═══ Data provided ═══

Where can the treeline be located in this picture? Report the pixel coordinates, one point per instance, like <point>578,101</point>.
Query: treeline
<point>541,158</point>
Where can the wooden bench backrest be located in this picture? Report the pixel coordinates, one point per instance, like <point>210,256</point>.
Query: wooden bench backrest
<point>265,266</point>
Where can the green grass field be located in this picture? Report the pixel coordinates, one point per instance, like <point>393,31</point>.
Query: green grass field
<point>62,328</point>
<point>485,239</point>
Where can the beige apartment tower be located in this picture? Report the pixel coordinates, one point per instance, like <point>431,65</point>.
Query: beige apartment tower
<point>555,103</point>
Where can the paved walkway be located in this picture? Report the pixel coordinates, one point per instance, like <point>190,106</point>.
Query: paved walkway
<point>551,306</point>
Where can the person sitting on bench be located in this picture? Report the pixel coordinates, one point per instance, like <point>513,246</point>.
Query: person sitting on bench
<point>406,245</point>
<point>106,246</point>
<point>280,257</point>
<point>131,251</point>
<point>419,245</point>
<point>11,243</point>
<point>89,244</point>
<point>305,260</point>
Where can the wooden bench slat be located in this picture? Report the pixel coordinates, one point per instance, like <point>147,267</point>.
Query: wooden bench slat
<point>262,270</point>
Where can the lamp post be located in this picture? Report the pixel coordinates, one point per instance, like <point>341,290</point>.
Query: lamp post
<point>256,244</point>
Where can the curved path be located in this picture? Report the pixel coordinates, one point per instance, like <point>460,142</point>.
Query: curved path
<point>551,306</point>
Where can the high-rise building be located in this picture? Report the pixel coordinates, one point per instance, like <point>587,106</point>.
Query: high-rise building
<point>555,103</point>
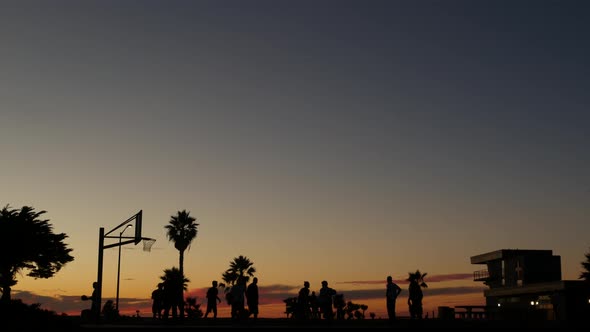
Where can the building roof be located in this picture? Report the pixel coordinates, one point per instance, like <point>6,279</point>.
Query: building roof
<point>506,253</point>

═══
═══ Data provided ═══

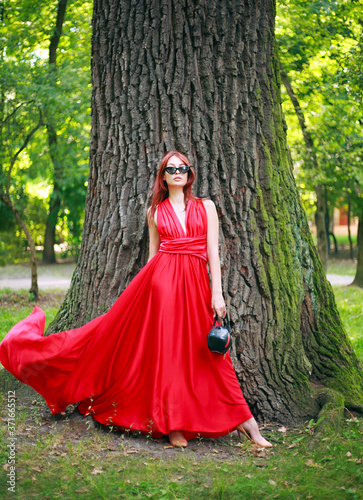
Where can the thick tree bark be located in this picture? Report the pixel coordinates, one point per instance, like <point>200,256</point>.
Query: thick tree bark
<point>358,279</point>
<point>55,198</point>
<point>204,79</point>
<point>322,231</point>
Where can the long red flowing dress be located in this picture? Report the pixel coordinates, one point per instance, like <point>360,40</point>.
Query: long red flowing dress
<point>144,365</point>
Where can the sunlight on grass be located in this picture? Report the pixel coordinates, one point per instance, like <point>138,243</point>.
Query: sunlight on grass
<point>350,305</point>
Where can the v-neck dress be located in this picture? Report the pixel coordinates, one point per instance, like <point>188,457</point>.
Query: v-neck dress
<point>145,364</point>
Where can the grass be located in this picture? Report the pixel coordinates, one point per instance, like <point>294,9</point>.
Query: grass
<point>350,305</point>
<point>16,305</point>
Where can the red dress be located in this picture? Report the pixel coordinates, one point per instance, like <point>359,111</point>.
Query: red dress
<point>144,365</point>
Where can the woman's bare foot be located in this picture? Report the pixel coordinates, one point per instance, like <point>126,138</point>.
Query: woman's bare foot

═══
═══ Data provided ═══

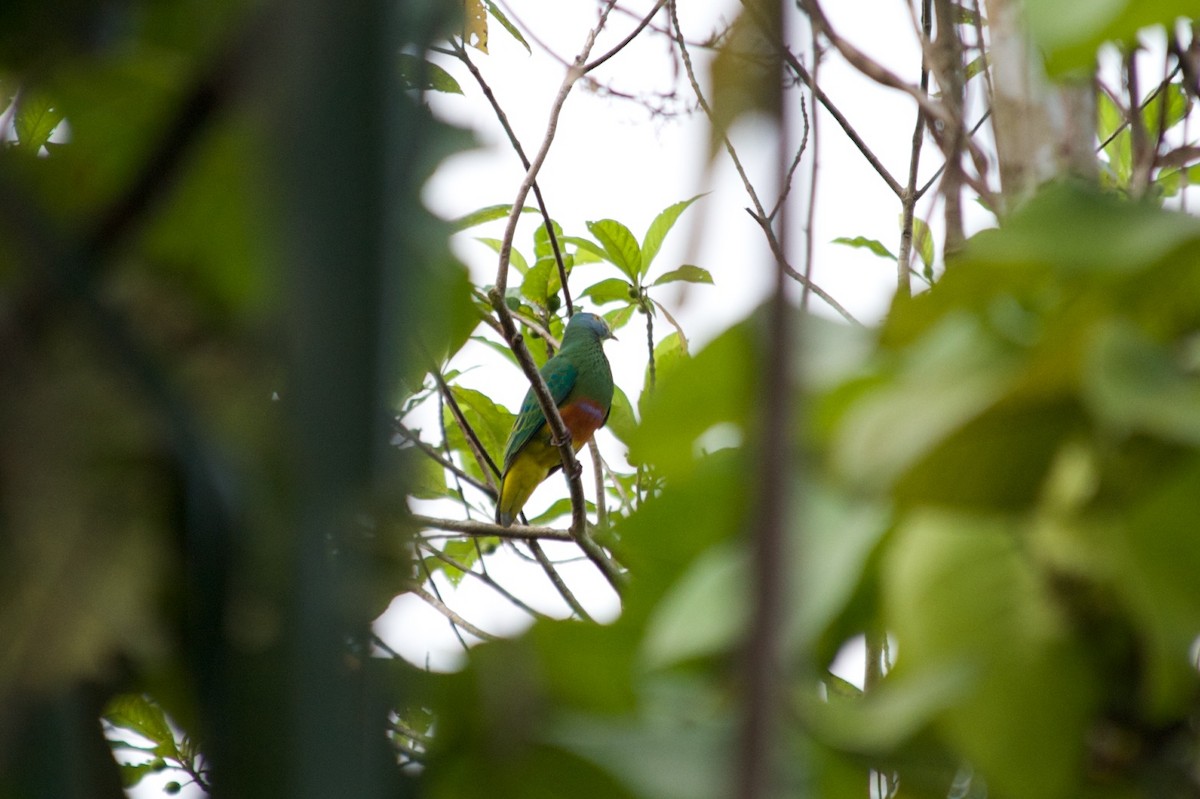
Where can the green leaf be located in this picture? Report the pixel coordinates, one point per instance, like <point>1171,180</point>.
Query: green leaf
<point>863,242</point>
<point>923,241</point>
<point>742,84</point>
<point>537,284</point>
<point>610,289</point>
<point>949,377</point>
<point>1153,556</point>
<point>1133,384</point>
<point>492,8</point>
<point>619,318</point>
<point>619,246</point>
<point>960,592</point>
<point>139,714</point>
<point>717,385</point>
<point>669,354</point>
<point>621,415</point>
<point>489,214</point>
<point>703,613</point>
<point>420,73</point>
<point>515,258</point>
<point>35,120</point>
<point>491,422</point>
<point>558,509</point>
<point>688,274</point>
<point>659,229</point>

═══

What is the number of lines in the data above that include the word "foot"? Answer with that number only.

■ **Written response**
2